**YOUR OBJECTIVE:**
The answer is every line in the data below that contains the word "wooden".

**EXTRACTED ENTRIES:**
————————
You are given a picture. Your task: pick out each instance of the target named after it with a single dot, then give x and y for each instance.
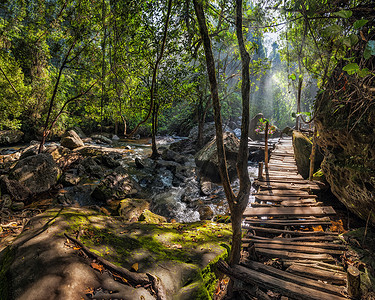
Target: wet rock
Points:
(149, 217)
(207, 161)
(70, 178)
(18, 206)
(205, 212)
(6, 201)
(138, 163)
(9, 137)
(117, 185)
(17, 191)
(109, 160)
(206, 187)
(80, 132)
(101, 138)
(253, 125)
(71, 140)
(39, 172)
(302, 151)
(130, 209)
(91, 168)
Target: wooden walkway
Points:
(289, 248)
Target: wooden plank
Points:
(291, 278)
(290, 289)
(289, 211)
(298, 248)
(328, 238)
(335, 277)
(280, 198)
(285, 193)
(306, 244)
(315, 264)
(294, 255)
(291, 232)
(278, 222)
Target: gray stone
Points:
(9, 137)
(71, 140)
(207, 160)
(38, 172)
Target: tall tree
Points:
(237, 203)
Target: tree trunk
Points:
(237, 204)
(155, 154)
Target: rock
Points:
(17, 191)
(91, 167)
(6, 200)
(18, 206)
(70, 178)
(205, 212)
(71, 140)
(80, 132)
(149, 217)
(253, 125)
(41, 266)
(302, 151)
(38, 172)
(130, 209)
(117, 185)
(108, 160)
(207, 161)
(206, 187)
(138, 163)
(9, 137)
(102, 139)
————————
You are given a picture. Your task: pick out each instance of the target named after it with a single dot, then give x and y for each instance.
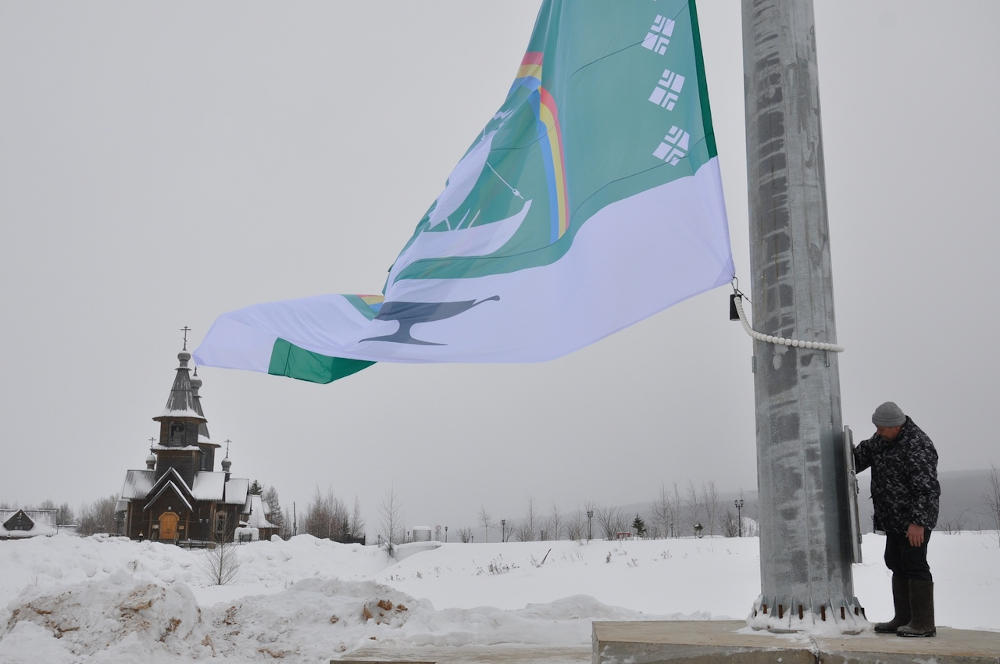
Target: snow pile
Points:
————————
**EXPECTED ANSWER:**
Target: wooden walkway
Target: wooden plank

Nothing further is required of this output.